───── RECORDS ─────
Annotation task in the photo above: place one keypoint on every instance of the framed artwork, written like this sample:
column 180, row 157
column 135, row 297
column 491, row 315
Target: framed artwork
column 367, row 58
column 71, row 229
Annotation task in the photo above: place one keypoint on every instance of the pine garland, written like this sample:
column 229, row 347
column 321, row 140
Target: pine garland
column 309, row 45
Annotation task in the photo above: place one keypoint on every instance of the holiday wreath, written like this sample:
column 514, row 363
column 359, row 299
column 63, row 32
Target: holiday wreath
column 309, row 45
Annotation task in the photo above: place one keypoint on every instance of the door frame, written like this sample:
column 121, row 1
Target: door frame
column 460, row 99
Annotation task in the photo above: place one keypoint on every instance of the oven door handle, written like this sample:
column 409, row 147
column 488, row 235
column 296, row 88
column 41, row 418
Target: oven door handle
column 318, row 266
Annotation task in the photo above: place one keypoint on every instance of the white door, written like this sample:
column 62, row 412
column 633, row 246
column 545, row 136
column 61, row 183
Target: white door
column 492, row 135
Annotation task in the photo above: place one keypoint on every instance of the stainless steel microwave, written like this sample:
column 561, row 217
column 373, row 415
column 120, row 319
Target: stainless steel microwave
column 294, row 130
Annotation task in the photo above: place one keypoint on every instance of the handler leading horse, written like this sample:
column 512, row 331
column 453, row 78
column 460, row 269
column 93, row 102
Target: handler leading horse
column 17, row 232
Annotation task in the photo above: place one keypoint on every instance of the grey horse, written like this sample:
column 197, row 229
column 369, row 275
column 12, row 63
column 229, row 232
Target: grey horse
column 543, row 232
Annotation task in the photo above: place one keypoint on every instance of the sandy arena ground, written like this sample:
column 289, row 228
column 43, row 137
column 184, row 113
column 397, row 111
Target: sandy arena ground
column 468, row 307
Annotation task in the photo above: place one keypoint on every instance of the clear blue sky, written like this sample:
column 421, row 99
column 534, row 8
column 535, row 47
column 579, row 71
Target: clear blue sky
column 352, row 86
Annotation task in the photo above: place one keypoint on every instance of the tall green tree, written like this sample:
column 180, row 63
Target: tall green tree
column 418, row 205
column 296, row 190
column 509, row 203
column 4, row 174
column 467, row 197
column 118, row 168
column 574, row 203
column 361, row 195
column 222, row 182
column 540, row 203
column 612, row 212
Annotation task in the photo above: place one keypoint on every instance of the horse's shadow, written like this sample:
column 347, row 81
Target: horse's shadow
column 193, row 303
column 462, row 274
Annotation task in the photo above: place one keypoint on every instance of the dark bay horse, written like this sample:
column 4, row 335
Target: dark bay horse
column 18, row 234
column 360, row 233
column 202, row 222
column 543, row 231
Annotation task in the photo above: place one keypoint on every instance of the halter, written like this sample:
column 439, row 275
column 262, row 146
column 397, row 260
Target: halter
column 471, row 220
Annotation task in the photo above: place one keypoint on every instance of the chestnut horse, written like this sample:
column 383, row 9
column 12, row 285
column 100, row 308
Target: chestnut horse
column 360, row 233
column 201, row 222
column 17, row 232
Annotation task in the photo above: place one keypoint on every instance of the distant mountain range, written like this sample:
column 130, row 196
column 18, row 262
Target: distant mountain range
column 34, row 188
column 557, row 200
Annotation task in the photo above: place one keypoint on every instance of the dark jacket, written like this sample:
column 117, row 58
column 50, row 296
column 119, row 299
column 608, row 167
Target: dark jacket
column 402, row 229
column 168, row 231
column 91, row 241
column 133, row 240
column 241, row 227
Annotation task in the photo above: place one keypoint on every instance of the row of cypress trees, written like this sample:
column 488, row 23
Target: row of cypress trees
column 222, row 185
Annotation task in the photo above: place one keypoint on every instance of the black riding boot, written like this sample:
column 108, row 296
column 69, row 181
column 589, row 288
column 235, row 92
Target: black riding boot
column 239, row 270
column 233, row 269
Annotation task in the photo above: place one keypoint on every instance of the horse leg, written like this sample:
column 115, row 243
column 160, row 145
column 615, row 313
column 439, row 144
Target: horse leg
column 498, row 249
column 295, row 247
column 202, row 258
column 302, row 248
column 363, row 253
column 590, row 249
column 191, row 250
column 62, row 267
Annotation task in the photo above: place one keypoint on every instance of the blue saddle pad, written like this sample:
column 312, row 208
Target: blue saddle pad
─────
**REQUIRED ACTION**: If a line in the records above holds the string "saddle", copy it out.

**TASK ANSWER**:
Annotation task in the photo above: place one keypoint on every instance of the blue saddle pad, written like this sample:
Target: blue saddle pad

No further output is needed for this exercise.